Thus, in the face of this quintessential first world problem, it is imperative that we remain vigilant and hopeful in our dedication to solving our other first world problems and our cantankerous urges to splurge with products offered from SkyMall (or as I love to call it, "the company that sells every thing that I never needed"). So The Steel Trap has devised a plan of sorts: if we all buy something from SkyMall, we can save the company, right? RIGHT?!?!? Okay, fine. That might not work. It's been a long time since I had an economics class, BUT if my plan actually would work, here are the ten items that I would totally buy:
|Ice Shoot for Icemakers|
|Oval Office Presidents' H.M.S. Resolute Desk|
At a cool $5,499.00, "this historic desk is a replica of the one created from the timbers of the British H.M.S. Resolute, given to U.S. President Rutherford Hayes in 1880 by Queen Victoria and used by most American heads of State since. A presidential 6-feet in width, this solid mahogany masterwork features hand carving that includes a nothing-short-of-amazing American eagle on little John-John Kennedy's opening panel and an enviable, tooled antique brown leather top with gold tooling. This extraordinary Victorian replica boasts letter and file drawers hidden behind doors with metal pulls along with three shallow drawers up top to hold your mighty presidential pen. Sure to be the signature piece in home or office, this stunning work is almost unparalleled among pieces that carry a rich American history." And, SkyMall offers curbside delivery on this item. Boom! I can now reenact my favorite scenes from Scandal in the privacy of my own Oval Office.
-=-=-=-=-
- [Stated exercise 1] Gather every line of the entries that contains the string "green".
The SkyMall post has nothing to do with the entries that follow it.
-=-=-=-=-
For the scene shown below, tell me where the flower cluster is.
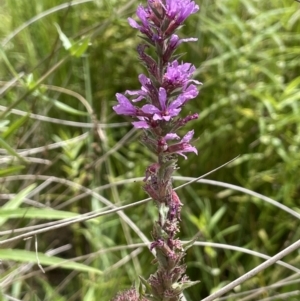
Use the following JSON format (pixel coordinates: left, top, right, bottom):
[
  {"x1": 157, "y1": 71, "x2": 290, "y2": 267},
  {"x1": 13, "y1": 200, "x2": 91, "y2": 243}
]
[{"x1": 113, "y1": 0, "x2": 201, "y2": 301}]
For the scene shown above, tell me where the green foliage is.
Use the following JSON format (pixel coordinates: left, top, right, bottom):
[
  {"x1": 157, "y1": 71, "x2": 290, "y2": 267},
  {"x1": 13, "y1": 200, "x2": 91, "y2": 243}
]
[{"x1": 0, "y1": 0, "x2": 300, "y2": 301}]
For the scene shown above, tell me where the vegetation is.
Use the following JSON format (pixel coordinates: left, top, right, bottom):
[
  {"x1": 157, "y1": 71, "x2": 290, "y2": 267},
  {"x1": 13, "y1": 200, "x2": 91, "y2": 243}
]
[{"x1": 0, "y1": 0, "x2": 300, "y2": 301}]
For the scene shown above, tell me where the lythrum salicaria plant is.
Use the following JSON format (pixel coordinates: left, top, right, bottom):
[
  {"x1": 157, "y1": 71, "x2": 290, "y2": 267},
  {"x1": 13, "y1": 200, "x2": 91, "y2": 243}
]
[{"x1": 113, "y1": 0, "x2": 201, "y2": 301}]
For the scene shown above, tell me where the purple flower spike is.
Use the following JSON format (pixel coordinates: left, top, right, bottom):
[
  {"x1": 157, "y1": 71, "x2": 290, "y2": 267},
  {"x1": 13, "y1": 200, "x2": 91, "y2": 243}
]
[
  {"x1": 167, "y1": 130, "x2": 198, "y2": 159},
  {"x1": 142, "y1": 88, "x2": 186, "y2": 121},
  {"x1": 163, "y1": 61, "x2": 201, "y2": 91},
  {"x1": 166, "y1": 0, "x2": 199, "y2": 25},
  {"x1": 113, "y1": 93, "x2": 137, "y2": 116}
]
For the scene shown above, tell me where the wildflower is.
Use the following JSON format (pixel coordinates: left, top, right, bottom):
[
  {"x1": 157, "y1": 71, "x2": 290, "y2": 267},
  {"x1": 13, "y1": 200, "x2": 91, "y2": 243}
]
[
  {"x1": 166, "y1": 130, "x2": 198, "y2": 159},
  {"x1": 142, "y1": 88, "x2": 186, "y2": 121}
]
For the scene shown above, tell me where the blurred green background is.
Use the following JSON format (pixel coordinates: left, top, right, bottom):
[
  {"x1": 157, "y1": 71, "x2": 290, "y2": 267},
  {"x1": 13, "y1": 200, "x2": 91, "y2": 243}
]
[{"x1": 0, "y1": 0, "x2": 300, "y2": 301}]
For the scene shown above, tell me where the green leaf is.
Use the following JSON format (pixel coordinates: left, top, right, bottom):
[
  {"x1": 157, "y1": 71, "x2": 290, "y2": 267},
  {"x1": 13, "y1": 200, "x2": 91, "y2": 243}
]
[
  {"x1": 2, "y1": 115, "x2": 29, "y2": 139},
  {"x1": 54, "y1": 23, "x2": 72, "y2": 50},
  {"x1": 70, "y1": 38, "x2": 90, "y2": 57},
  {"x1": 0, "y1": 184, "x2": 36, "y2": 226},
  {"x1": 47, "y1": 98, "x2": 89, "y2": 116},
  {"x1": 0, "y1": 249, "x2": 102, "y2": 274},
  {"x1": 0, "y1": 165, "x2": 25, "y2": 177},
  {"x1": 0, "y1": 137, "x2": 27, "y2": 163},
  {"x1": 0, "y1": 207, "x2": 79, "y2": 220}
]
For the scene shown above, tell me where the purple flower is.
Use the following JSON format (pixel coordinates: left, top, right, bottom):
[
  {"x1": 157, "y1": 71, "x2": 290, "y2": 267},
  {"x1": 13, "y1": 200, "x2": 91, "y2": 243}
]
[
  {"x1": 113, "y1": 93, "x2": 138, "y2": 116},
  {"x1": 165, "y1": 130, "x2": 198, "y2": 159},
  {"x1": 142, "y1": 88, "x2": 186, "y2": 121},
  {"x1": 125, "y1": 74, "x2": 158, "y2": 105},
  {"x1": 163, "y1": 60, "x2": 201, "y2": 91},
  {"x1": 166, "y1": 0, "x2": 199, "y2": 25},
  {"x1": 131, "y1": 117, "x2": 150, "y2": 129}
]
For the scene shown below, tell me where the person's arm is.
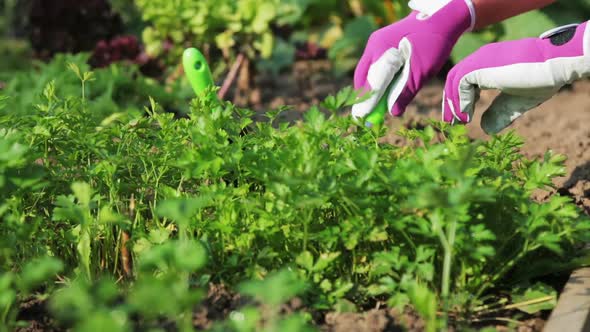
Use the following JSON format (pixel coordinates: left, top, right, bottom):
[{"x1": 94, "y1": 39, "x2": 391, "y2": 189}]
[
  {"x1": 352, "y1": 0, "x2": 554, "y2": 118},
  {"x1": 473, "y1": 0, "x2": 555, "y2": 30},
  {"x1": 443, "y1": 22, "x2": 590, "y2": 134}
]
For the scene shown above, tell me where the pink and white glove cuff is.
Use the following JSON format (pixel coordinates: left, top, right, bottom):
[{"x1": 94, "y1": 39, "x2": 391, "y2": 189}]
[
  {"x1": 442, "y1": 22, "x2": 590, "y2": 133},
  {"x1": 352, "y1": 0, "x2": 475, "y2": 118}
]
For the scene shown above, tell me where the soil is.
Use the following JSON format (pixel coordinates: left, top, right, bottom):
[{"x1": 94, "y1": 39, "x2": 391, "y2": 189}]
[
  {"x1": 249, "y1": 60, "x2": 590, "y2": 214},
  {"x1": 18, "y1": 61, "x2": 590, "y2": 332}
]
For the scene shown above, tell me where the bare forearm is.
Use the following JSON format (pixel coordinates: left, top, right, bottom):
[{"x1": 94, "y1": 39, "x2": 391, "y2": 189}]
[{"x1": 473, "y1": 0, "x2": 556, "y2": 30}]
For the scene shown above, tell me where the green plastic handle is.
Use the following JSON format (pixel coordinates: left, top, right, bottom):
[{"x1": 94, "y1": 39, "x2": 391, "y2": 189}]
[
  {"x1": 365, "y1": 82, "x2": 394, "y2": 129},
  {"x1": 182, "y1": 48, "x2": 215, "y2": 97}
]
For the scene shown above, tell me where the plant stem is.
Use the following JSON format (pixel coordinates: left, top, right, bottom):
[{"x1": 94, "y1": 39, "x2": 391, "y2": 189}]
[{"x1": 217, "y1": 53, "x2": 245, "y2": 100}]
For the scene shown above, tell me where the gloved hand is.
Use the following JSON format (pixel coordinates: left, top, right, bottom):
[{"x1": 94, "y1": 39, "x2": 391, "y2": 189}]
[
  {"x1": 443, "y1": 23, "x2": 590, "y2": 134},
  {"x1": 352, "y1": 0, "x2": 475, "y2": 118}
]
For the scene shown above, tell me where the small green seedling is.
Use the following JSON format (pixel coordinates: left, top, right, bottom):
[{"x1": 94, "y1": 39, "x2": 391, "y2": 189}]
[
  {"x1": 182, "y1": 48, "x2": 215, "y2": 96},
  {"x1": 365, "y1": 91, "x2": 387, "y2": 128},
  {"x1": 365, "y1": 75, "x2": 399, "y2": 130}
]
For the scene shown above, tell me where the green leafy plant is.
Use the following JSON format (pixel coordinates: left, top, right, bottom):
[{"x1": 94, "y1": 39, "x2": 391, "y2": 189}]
-=-=-=-=-
- [Stated exercise 2] Translate this sentence from the SkyMall post into Spanish: "And, SkyMall offers curbside delivery on this item."

- [Worked solution 1]
For the scene shown above, tell me where the green foliage is.
For the scene shown above, tell me where the blurred green background is.
For the scene shown above, tell me where the green leaf is.
For the scene shown above, tell me where the green plastic handle is.
For the scene shown above, tell me where the small green seedling is.
For the scene shown above, tell me where the green leafy plant is.

- [Worked solution 2] Y SkyMall ofrece entrega en la acera para este artículo.